Arrange the lines of the records below, from the line containing "seat in this photo." through the end of the records, as a JSON list of strings with one string per line and blank lines omitted. Include no other lines.

-- begin Exercise materials --

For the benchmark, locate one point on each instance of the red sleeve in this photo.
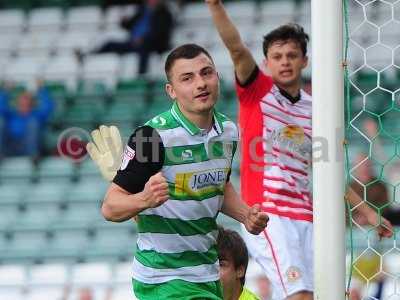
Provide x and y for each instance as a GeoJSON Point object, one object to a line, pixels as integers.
{"type": "Point", "coordinates": [255, 87]}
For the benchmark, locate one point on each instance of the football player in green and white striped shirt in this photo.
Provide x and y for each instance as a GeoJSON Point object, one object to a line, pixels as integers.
{"type": "Point", "coordinates": [174, 179]}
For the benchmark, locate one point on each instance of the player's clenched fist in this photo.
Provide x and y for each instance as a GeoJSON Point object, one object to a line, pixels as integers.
{"type": "Point", "coordinates": [155, 191]}
{"type": "Point", "coordinates": [256, 220]}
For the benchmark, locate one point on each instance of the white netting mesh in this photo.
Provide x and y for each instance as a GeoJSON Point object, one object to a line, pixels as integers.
{"type": "Point", "coordinates": [373, 132]}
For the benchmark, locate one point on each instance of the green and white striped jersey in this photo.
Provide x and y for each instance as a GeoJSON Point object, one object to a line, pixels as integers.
{"type": "Point", "coordinates": [177, 240]}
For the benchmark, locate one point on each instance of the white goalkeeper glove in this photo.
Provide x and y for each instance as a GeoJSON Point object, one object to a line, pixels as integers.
{"type": "Point", "coordinates": [106, 150]}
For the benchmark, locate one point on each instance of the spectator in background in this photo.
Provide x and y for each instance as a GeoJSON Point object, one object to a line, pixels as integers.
{"type": "Point", "coordinates": [150, 31]}
{"type": "Point", "coordinates": [21, 128]}
{"type": "Point", "coordinates": [233, 260]}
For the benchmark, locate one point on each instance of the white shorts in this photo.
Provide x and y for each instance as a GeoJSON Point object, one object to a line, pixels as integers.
{"type": "Point", "coordinates": [285, 252]}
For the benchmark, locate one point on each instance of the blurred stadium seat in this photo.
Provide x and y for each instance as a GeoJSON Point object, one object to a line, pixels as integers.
{"type": "Point", "coordinates": [12, 21]}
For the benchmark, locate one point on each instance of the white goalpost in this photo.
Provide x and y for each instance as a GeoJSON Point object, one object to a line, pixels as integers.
{"type": "Point", "coordinates": [328, 169]}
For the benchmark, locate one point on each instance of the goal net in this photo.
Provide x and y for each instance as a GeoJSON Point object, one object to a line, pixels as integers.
{"type": "Point", "coordinates": [372, 148]}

-- end Exercise materials --

▶ _Reply_:
[
  "For the benchmark, locate one point on each instance of the blurred stadium seat in this photo.",
  "Provide x and y for each instance as a GeoJSON Point object, one object to a line, pixels as integers.",
  "{\"type\": \"Point\", \"coordinates\": [12, 21]}",
  "For the benchmark, locate one point on each instance of the white goalpost in this photo.",
  "Provide x and y for each instance as a GeoJSON Point object, one object to a line, pixels as integers.",
  "{\"type\": \"Point\", \"coordinates\": [328, 169]}",
  "For the benchmark, locate one point on each instance of the goal net in this photo.",
  "Provide x and y for each instance as a GeoJSON Point object, one object to a line, pixels as integers.",
  "{\"type\": \"Point\", \"coordinates\": [372, 148]}"
]